* [DIRECTIONS] Print the listing below line for line, leaving out the pictures.

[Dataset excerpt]
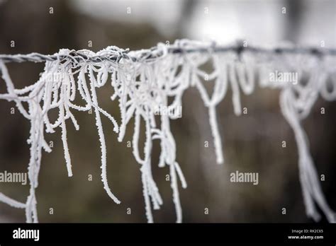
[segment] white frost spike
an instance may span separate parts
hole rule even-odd
[[[309,153],[307,136],[300,124],[293,92],[290,89],[284,90],[281,94],[281,108],[284,116],[294,131],[298,149],[298,167],[300,181],[303,189],[303,199],[307,214],[315,221],[318,221],[320,215],[314,202],[316,202],[325,214],[329,222],[335,223],[335,213],[329,207],[323,196],[318,180],[318,173]]]
[[[96,89],[94,88],[94,79],[92,69],[90,69],[89,71],[90,76],[90,86],[91,91],[92,95],[92,102],[95,105],[98,105],[97,95],[96,94]],[[99,115],[99,110],[98,107],[94,108],[94,113],[96,115],[96,126],[98,129],[98,134],[99,135],[99,141],[101,143],[101,180],[103,181],[103,188],[106,191],[108,195],[117,204],[120,204],[121,201],[116,197],[116,196],[111,191],[110,187],[108,187],[108,183],[107,181],[107,174],[106,174],[106,146],[105,144],[105,136],[103,131],[103,127],[101,125],[101,116]]]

* [TASK RESULT]
[segment] white frost spike
an instance may span separate parts
hole rule even-odd
[[[309,153],[307,136],[300,124],[293,92],[290,89],[284,90],[281,94],[281,108],[284,116],[294,131],[298,149],[298,167],[300,181],[303,189],[303,199],[307,214],[315,221],[318,221],[320,215],[314,202],[316,202],[325,214],[329,222],[335,223],[335,213],[329,207],[323,196],[318,180],[318,173]]]
[[[96,89],[94,88],[94,79],[92,69],[90,69],[89,71],[90,76],[90,86],[91,91],[92,95],[92,102],[95,105],[98,105],[97,95],[96,94]],[[99,115],[99,110],[98,107],[94,108],[94,113],[96,115],[96,126],[98,129],[98,134],[99,135],[99,141],[101,143],[101,180],[103,181],[103,188],[106,191],[108,195],[117,204],[120,204],[121,201],[116,197],[116,196],[111,191],[110,187],[108,187],[108,183],[107,181],[107,174],[106,174],[106,146],[105,144],[105,136],[103,131],[103,127],[101,125],[101,116]]]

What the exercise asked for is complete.